**TASK INSTRUCTIONS:**
Identify each line below that contains the word "vertex", and copy every such line in full.

**RECORDS TO PROCESS:**
##########
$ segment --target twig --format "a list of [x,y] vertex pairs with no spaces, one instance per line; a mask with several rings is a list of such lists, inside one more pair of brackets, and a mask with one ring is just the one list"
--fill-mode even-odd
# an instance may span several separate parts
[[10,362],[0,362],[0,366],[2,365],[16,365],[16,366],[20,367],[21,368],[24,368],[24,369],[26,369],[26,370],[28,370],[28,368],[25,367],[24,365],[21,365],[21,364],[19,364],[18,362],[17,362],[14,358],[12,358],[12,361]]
##########
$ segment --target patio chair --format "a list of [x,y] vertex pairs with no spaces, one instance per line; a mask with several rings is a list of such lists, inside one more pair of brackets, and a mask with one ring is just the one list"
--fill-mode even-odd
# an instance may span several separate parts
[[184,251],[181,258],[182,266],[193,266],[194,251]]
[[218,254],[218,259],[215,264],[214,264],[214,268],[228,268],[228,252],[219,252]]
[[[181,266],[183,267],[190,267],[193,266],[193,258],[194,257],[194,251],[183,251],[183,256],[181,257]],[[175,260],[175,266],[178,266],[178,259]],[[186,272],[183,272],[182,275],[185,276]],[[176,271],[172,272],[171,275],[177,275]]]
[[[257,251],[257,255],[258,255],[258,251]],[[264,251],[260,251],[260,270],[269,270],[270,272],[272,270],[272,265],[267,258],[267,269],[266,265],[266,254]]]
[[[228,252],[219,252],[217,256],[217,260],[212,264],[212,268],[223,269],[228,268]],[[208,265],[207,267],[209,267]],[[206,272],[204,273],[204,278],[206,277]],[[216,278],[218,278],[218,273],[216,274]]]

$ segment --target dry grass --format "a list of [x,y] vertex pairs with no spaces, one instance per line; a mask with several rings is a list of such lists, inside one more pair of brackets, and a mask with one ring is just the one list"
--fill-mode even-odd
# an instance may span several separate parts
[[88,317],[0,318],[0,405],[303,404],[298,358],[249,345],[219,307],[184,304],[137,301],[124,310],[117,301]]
##########
**REPLY:**
$ segment --target twig --format "a list of [x,y] vertex pairs with no spaces, one instance per line; a mask with several rings is a list of such lists, inside one more pair of brackets, and a mask with one ring is just the one list"
$ segment --target patio chair --format "a list of [x,y] vertex pairs with no spaces, one instance per line; a mask with several rings is a list of such lists, inside one more pair of brackets, and a mask with one ring is just the one list"
$ segment --target dry grass --format "a list of [x,y] vertex pairs with no spaces, one instance per line; a mask with several rings is a list of such lists, inside one more pair of brackets, and a mask with one ring is just the one list"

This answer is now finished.